▶ [Provided data]
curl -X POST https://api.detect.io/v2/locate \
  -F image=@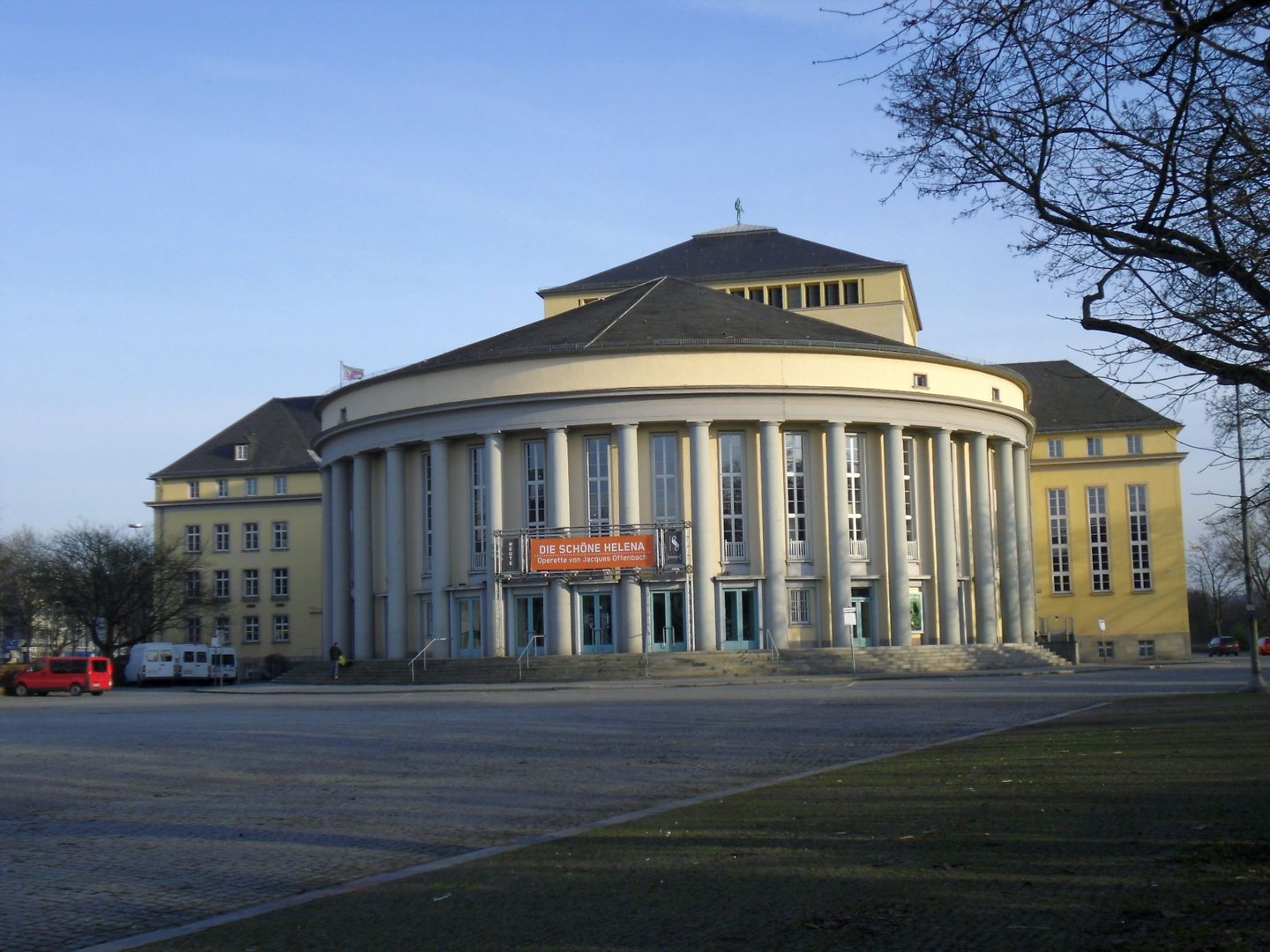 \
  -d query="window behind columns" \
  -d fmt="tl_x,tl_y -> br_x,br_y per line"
586,436 -> 612,536
1085,487 -> 1111,591
1048,488 -> 1072,595
847,433 -> 869,559
719,433 -> 745,562
785,433 -> 809,562
419,450 -> 432,575
649,433 -> 679,522
525,439 -> 548,529
1128,485 -> 1152,591
467,445 -> 489,571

▶ [Task brief]
Pick out every line of the listing above that contains the string "curl", treating uppercase and lowercase as different, and copy each such line.

▶ [Written solution]
curl -X POST https://api.detect.io/v2/locate \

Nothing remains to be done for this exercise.